=== 問題と課題 ===
• a. 抽出テキストのうち「多くの介護現場で様々な職員を見てきましたが」で始まる段落を、主な事実を残したまま、より短く書き直しなさい。
• b. 利用者に好かれる介護職について書かれた記事の続きを、最後の文の後から書きなさい。

=== 抽出テキスト ===
______

介護職として日々頑張っているのに、なぜか利用者さんとの距離が縮まらない。
むしろ、避けられているような気さえする…。
そんな風に感じたことはありませんか。

実は、介護職として利用者に好かれる人には、学歴やセンスとは関係のない、いくつかの明確な共通点があります。
この記事では、私が10年以上の現場経験と、現在施設運営を裏から支える事務職としての客観的な視点を基に、その「決定的な違い」を徹底解説します。
この記事を読み終える頃には、明日から利用者さんとの関わり方が変わり、あなた自身の働きやすさにも繋がる具体的なヒントが手に入っているはずです。
介護職で利用者に好かれる人の5つの共通点
多くの介護現場で様々な職員を見てきましたが、利用者に自然と好かれる介護職には、やはり明確な共通点が存在します。
結論から言いますと、それは小手先のテクニックではなく、「相手を一人の人間として尊重する姿勢」が行動の根底にあるかどうかです。
ここでは、私の10年以上の経験から導き出した、誰でも意識すれば実践できる本質的な5つのポイントを具体的に解説していきます。

まずはお年寄りに好かれる人の「聴く姿勢」という特徴から
最も重要と言っても過言ではないのが、この「聴く姿勢」です。
ただ話を聞く「聞く」ではなく、相手の心に寄り添う「聴く」ことが、信頼関係の第一歩となります。
相手の話を遮らず、最後まで受け止める
好かれる人は、相手が話し終わるまで、決して言葉を遮りません。
たとえ話が長くなったり、同じ話を繰り返されたりしても、穏やかな表情で最後まで耳を傾けます。
これは「あなたの話には価値がありますよ」という、何よりのメッセージになります。
私が特別養護老人ホームで働いていた頃、非常に多忙で、つい効率を重視して「はい、はい、それでですね」と話を急かしてしまうことがありました。
しかし、本当に利用者さんから信頼されている先輩職員は、ほんの数分の立ち話でも、必ず相手の目を見て、体を向け、話が終わるまでじっと待っていました。
その短い時間の質が、信頼の差を生んでいたのです。
言葉にならない思いを汲み取る
高齢になると、病気や障害によって、思っていることをうまく言葉にできない方も多くいらっしゃいます。
好かれる介護職は、そうした言葉にならない表情の変化、声のトーン、視線の動きなどから、相手の本当の気持ちを汲み取ろうと努めます。
「何か言いたそうだな」「もしかして、こう感じているのかな?」と、相手の立場に立って想像力を働かせることができるのです。

______

=== 提供データ ===
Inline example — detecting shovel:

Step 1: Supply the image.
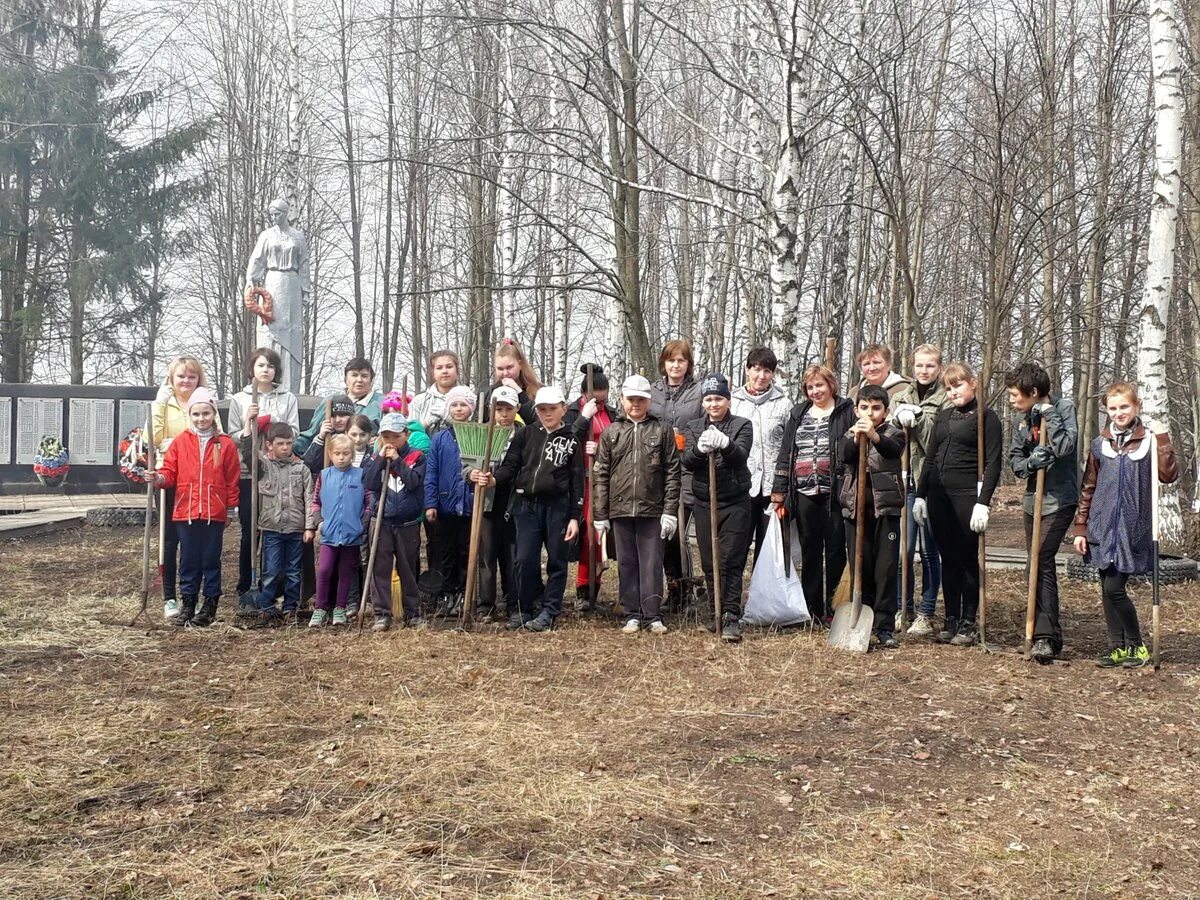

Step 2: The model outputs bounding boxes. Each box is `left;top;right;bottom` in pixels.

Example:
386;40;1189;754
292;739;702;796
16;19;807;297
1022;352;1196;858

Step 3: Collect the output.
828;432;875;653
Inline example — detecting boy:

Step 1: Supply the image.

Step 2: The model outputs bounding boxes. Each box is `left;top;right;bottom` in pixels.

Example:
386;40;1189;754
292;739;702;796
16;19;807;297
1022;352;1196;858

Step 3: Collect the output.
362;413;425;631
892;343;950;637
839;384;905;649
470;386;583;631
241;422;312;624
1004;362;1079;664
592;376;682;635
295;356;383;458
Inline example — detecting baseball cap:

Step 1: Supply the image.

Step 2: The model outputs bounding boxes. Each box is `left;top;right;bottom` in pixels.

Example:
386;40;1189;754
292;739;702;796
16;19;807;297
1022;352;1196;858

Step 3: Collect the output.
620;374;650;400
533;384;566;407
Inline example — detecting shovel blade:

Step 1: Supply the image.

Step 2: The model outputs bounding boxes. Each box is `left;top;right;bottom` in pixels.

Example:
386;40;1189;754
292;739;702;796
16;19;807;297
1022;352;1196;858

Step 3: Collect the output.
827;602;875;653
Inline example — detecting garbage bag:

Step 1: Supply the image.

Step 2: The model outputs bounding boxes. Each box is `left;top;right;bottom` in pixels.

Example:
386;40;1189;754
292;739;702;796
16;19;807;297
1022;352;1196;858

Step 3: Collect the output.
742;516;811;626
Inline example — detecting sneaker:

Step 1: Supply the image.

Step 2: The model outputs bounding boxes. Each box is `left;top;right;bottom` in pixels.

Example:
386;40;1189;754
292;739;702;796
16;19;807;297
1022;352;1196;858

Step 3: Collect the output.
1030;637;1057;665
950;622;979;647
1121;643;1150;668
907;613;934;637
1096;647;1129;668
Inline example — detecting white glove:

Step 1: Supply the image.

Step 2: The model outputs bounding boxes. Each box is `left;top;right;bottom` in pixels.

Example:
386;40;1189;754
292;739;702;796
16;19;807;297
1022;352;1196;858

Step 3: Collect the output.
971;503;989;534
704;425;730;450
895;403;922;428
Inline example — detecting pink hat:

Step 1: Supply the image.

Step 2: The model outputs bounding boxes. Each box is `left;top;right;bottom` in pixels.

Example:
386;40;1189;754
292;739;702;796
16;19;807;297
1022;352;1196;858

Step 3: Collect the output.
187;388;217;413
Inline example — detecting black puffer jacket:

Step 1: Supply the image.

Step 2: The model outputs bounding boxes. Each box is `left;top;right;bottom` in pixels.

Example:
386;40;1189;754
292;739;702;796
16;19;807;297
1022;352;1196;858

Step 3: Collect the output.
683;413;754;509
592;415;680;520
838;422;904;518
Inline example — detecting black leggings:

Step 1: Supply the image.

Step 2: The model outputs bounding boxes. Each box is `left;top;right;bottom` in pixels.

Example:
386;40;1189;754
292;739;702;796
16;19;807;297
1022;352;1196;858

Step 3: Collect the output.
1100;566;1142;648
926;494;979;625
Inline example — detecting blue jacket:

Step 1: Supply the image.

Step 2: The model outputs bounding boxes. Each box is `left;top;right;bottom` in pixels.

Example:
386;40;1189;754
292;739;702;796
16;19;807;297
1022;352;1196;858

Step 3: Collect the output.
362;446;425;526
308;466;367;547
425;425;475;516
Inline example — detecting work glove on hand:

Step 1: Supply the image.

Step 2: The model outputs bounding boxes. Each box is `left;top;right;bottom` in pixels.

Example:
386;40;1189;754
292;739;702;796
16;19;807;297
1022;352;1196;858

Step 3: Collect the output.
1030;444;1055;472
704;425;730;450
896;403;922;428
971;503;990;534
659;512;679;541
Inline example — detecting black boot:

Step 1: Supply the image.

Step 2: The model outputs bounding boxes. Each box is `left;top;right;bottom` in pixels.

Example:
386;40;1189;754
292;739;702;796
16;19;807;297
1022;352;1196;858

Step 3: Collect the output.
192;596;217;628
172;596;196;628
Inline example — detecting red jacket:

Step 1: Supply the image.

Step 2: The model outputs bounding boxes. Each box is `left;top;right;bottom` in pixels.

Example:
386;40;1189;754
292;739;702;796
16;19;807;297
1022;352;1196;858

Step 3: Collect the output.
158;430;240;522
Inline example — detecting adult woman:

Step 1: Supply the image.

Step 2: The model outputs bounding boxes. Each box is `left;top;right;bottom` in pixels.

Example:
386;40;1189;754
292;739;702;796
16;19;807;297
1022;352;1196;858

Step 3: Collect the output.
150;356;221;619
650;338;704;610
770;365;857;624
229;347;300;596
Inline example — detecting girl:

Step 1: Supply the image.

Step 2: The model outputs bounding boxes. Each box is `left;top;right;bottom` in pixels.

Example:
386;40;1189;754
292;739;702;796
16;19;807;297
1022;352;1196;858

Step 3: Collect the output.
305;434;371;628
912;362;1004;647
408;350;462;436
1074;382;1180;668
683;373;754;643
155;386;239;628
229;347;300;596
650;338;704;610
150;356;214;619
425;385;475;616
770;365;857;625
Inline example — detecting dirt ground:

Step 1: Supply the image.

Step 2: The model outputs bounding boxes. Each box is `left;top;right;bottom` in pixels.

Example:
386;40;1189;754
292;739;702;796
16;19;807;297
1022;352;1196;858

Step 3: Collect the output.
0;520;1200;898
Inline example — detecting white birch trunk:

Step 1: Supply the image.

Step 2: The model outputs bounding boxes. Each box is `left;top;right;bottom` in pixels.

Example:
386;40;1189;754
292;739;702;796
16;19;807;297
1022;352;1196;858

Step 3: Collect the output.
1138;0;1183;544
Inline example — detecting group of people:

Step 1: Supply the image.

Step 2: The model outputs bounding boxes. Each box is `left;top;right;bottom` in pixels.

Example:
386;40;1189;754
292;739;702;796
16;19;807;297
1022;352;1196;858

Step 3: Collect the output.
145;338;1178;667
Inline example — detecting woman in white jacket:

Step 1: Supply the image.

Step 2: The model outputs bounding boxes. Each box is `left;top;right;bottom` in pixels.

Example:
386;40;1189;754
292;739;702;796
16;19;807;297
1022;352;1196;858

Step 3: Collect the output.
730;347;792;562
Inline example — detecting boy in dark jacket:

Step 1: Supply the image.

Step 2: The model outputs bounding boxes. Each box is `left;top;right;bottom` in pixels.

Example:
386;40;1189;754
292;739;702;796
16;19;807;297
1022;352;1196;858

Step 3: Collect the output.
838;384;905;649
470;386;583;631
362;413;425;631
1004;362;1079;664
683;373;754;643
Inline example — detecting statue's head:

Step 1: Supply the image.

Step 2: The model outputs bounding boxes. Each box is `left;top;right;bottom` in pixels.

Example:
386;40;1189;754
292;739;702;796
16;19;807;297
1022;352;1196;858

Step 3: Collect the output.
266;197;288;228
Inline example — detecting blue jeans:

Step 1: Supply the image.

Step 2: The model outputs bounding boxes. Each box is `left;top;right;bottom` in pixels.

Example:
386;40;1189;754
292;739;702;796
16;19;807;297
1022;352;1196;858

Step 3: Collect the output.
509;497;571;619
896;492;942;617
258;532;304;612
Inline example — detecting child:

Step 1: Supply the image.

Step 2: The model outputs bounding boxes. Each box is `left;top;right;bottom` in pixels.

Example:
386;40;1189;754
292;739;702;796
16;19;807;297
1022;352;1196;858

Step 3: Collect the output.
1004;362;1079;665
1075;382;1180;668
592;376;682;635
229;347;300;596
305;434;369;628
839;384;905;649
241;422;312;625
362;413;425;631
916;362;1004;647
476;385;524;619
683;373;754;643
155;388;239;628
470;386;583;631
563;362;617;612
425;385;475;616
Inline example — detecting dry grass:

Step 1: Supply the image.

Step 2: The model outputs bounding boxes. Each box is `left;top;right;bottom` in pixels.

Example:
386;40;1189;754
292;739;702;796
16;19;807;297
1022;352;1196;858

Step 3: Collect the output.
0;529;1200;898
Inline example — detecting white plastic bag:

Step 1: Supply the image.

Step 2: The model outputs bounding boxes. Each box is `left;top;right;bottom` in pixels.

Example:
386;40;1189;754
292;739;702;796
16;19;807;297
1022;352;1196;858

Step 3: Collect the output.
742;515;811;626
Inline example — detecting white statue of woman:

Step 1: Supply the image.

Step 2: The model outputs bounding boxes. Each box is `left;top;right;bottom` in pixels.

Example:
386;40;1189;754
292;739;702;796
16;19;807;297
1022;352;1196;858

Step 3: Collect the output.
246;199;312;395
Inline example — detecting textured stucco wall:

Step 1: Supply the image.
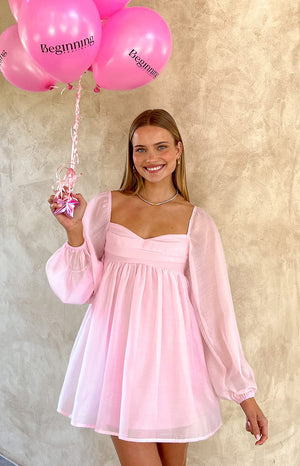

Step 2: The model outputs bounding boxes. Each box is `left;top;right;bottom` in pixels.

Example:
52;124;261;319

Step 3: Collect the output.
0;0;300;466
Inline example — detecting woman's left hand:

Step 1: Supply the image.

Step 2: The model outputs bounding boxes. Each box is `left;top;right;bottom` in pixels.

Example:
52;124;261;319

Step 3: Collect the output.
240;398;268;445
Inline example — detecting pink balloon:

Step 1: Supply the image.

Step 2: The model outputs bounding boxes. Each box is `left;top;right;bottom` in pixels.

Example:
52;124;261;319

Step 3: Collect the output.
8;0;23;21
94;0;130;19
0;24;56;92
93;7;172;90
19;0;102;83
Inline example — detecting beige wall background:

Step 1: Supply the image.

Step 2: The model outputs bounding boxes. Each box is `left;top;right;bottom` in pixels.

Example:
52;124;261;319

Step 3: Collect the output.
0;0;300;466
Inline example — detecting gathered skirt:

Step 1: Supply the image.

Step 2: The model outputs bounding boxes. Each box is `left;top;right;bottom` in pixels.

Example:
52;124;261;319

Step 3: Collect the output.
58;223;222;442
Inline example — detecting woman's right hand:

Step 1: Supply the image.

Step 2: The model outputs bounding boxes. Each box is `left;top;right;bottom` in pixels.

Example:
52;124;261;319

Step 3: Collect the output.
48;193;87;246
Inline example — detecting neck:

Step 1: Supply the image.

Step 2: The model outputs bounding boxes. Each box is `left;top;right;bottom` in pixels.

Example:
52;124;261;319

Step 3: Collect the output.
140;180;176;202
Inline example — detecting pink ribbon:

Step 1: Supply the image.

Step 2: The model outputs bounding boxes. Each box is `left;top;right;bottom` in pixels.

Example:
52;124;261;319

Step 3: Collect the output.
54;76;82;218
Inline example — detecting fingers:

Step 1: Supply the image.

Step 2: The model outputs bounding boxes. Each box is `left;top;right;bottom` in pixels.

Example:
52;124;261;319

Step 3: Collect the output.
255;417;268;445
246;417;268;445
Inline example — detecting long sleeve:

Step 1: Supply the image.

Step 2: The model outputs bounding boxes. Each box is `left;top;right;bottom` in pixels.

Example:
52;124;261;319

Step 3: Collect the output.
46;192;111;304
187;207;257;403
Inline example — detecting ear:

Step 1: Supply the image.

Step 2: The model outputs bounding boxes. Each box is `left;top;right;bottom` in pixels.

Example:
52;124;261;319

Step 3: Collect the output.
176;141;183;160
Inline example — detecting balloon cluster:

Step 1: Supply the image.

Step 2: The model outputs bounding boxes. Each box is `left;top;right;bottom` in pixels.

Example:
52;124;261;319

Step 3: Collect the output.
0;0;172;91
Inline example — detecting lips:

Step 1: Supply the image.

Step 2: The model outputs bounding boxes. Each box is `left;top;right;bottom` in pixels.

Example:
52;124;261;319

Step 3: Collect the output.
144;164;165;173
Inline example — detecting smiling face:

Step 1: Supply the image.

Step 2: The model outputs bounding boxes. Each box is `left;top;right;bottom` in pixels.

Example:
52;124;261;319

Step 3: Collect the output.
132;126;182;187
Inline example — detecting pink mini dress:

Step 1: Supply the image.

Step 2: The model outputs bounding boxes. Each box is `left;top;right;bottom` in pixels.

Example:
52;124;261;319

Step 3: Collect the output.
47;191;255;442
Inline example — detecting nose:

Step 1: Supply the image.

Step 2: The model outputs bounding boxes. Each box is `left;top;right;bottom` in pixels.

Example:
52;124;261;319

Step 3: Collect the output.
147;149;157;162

______

=== 解答例 ===
• a. 多くの介護現場を見てきた経験から言えば、利用者に好かれる介護職には明確な共通点がある。それは小手先の技術ではなく、相手を一人の人間として尊重する姿勢が行動の根底にあるかどうかだ。以下では、10年以上の経験から導いた、意識すれば誰でも実践できる5つのポイントを解説する。

• b.
お年寄りに好かれるのは女性だけ?性別を超えた共通点
「介護の仕事では、物腰の柔らかい女性の方が好かれやすいのでは?」と感じる方もいるかもしれません。
確かにそういう一面もありますが、本質はそこではありません。
性別に関係なく、利用者に好かれる人には共通する特徴があります。

清潔感がもたらす安心感
これは男女問わず、絶対的な基本です。
ヨレヨレの制服、伸びっぱなしの髪や髭、きつい香水の匂いなどは、相手に不快感や不安を与えます。
介護は、利用者さんの身体に触れる機会も多い、非常にパーソナルな仕事です。
だからこそ、職員の清潔感は、そのままケアの質に対する信頼感に直結します。
現場では「あの男性職員さんは、まるで娘みたいに気配りができて優しい」なんて声が聞かれることもありますが、それは性別を超えて、その人の持つ丁寧さや清潔感が評価されている証拠なのです。
穏やかで安定した口調
性別に関わらず、好かれる人は一様に話し方が穏やかです。
早口でまくしたてたり、大きな声で威圧したりすることはありません。
特に高齢の方は、聴力が低下していることも多いため、低めのトーンで、はっきりと、少しゆっくり話すことを心がけるだけで、相手の安心感は格段に増します。
利用者が職員を好きになるのは、安心感を与えられるから
利用者さんが介護職員に求めるものの根底には、「安心したい」という気持ちがあります。
住み慣れた自宅を離れ、心身に不安を抱える中で、職員の存在は大きな支えです。
その「安心感」は、いったい何から生まれるのでしょうか。

いつも「同じ」であることの価値
好かれる職員は、感情の波が少なく、いつ接しても態度が安定しています。
機嫌が良い日と悪い日で、利用者への接し方が変わるようなことはありません。
この「いつも通り」という予測可能性が、利用者さんにとっては非常に大きな安心材料となります。
私が以前勤めていた有料老人ホームでは、お客様意識の高い利用者さんも多く、職員の些細な態度の変化にも敏感でした。
日によって挨拶を返したり返さなかったりする職員は、やはり信頼を失いがちでした。
逆に、いつも穏やかで変わらない態度の職員の周りには、自然と人が集まり、フロア全体の雰囲気も和やかになっていたのが印象的ですT。
確かな介護技術に裏打ちされた自信
もちろん、精神的な安定だけでなく、介護技術そのものが安心感に繋がることも忘れてはなりません。
移乗介助の際にグラグラしたり、手順がおぼつかなかったりすると、利用者さんは「この人に任せて大丈夫だろうか」と身体的な恐怖を感じてしまいます。
一つひとつのケアを、自信を持って、かつ丁寧に行うこと。
その確かな技術こそが、言葉以上の説得力を持って相手に安心感を与えるのです。
心地よい距離感を保つ、介護における上手な利用者との関わり方
親しくなることと、馴れ馴れしくなることは全く違います。
利用者に好かれる介護職は、この「心地よい距離感」を保つのが非常に上手です。

相手の領域に踏み込みすぎない
利用者さんのプライバシーに過度に干渉したり、家族やお金の話などを根掘り葉掘り聞いたりするのはNGです。
私たちは友人ではなく、あくまで「介護のプロ」として関わっています。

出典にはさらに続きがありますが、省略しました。